Please count the lines in the records below that contain the string "plate". Reply with that number alone.

══ DATASET ENTRIES

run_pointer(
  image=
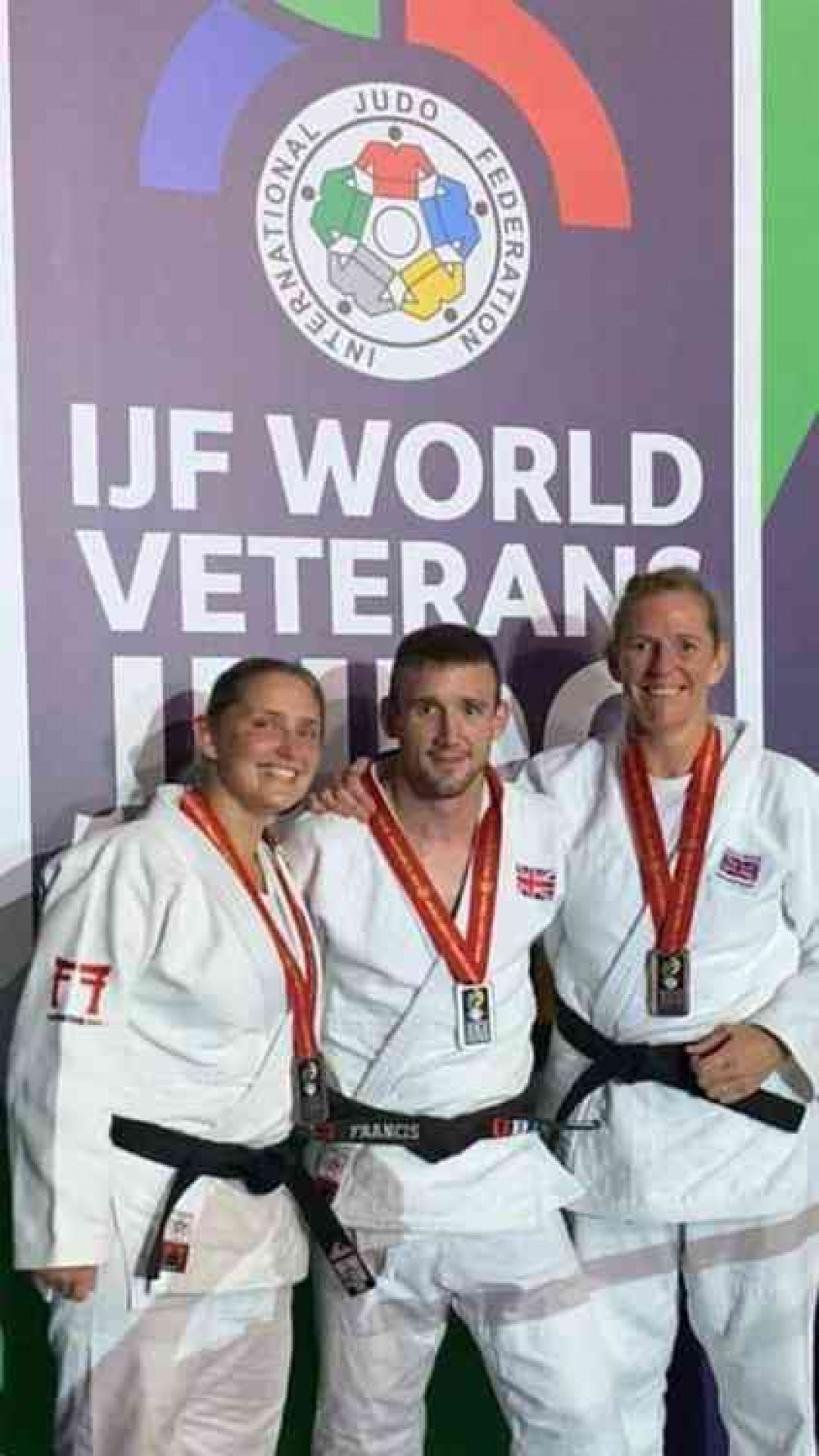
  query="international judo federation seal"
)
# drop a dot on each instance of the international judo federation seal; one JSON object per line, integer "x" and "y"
{"x": 393, "y": 232}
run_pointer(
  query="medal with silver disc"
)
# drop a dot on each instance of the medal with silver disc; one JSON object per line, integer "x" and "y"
{"x": 668, "y": 977}
{"x": 671, "y": 897}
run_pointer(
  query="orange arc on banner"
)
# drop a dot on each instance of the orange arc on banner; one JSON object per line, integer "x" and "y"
{"x": 527, "y": 61}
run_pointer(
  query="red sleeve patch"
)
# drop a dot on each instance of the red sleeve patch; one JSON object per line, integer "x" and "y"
{"x": 78, "y": 991}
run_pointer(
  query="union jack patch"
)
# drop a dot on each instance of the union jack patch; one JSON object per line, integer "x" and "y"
{"x": 740, "y": 869}
{"x": 536, "y": 884}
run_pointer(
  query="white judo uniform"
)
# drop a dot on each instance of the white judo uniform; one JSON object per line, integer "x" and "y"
{"x": 156, "y": 993}
{"x": 676, "y": 1182}
{"x": 479, "y": 1232}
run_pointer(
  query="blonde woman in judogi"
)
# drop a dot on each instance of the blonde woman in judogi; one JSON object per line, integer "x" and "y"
{"x": 687, "y": 973}
{"x": 174, "y": 987}
{"x": 427, "y": 916}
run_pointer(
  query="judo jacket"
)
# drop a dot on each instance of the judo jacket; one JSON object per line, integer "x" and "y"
{"x": 155, "y": 993}
{"x": 390, "y": 1027}
{"x": 753, "y": 950}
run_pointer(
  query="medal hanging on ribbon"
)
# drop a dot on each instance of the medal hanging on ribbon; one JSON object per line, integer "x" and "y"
{"x": 468, "y": 959}
{"x": 671, "y": 897}
{"x": 301, "y": 980}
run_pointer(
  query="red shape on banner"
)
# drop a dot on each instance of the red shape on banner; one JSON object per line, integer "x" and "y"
{"x": 527, "y": 61}
{"x": 395, "y": 170}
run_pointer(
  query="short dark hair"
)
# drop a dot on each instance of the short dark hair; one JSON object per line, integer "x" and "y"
{"x": 654, "y": 583}
{"x": 230, "y": 685}
{"x": 447, "y": 644}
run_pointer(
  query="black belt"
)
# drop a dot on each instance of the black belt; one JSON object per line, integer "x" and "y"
{"x": 646, "y": 1062}
{"x": 260, "y": 1169}
{"x": 429, "y": 1137}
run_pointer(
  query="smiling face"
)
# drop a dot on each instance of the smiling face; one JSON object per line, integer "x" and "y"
{"x": 447, "y": 717}
{"x": 667, "y": 661}
{"x": 265, "y": 747}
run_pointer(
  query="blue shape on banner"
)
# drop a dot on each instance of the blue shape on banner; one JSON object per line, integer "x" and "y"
{"x": 217, "y": 66}
{"x": 448, "y": 217}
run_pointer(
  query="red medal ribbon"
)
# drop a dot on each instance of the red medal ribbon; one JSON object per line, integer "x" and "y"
{"x": 468, "y": 959}
{"x": 301, "y": 980}
{"x": 672, "y": 897}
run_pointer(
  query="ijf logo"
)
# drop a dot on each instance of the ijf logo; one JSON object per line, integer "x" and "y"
{"x": 393, "y": 232}
{"x": 390, "y": 223}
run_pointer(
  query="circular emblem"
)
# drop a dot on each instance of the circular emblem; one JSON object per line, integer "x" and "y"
{"x": 393, "y": 232}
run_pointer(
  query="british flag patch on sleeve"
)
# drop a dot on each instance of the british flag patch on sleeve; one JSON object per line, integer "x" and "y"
{"x": 536, "y": 884}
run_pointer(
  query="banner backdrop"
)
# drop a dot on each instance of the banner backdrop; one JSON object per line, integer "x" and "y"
{"x": 324, "y": 320}
{"x": 342, "y": 318}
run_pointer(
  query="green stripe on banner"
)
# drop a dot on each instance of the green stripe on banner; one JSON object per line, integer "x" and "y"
{"x": 354, "y": 16}
{"x": 790, "y": 297}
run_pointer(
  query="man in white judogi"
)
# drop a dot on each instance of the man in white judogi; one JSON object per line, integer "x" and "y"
{"x": 427, "y": 919}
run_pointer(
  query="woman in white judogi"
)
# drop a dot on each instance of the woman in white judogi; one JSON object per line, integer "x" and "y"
{"x": 704, "y": 976}
{"x": 174, "y": 982}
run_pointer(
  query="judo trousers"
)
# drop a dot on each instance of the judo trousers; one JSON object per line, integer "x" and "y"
{"x": 183, "y": 1377}
{"x": 526, "y": 1302}
{"x": 751, "y": 1298}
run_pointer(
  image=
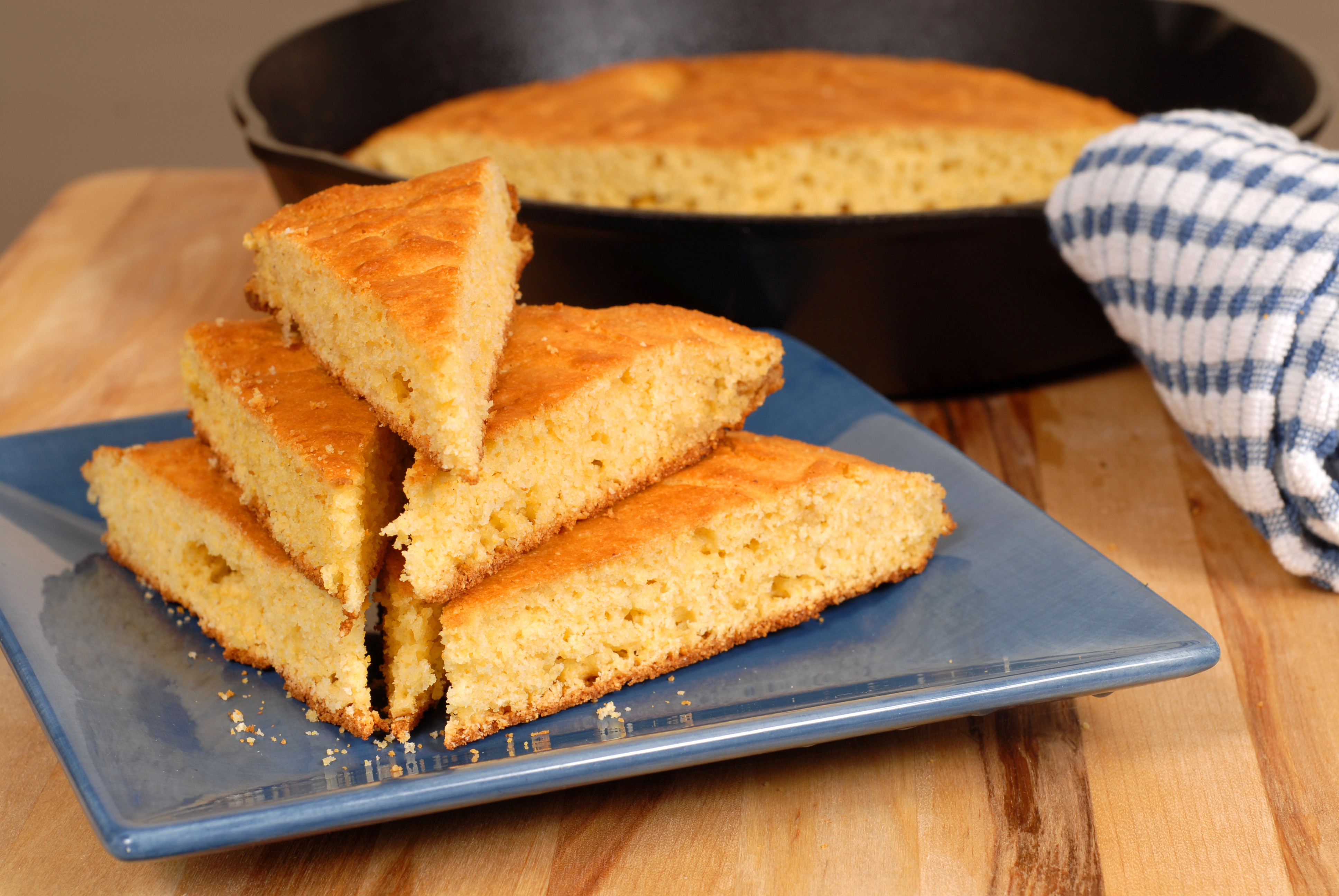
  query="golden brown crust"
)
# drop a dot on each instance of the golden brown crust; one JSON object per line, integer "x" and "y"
{"x": 286, "y": 390}
{"x": 361, "y": 725}
{"x": 505, "y": 555}
{"x": 399, "y": 245}
{"x": 555, "y": 352}
{"x": 187, "y": 465}
{"x": 742, "y": 470}
{"x": 763, "y": 98}
{"x": 563, "y": 700}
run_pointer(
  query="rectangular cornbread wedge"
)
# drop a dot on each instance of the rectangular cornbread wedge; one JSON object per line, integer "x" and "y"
{"x": 404, "y": 292}
{"x": 412, "y": 637}
{"x": 591, "y": 406}
{"x": 180, "y": 524}
{"x": 313, "y": 461}
{"x": 761, "y": 535}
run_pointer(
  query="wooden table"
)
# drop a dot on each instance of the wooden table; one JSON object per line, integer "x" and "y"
{"x": 1222, "y": 783}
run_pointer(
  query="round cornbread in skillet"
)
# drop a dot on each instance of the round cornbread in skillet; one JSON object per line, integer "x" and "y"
{"x": 761, "y": 535}
{"x": 795, "y": 132}
{"x": 591, "y": 406}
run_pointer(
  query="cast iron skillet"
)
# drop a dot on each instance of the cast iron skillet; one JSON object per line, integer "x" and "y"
{"x": 916, "y": 305}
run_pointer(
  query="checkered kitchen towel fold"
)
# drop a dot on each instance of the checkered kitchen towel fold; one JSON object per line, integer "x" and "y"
{"x": 1211, "y": 242}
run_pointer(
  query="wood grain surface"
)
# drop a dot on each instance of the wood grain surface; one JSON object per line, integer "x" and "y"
{"x": 1224, "y": 783}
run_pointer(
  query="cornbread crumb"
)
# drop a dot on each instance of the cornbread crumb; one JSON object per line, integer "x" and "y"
{"x": 791, "y": 132}
{"x": 412, "y": 643}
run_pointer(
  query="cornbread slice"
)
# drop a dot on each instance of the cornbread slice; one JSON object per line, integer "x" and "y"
{"x": 412, "y": 637}
{"x": 180, "y": 524}
{"x": 792, "y": 132}
{"x": 763, "y": 535}
{"x": 404, "y": 292}
{"x": 313, "y": 461}
{"x": 590, "y": 406}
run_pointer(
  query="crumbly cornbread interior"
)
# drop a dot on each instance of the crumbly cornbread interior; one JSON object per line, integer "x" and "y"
{"x": 764, "y": 133}
{"x": 313, "y": 461}
{"x": 591, "y": 405}
{"x": 180, "y": 524}
{"x": 404, "y": 292}
{"x": 412, "y": 637}
{"x": 761, "y": 535}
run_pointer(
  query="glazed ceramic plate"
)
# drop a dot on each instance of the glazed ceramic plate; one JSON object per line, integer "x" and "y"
{"x": 1012, "y": 610}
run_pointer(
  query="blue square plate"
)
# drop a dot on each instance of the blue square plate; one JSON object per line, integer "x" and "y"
{"x": 1012, "y": 610}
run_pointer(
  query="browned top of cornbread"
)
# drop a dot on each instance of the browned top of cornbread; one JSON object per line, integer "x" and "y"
{"x": 556, "y": 350}
{"x": 307, "y": 410}
{"x": 401, "y": 244}
{"x": 745, "y": 469}
{"x": 760, "y": 98}
{"x": 185, "y": 464}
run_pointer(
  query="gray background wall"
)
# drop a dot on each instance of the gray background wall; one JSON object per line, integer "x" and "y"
{"x": 95, "y": 85}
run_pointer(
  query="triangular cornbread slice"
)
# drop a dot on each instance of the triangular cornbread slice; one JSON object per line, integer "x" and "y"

════

SOLUTION:
4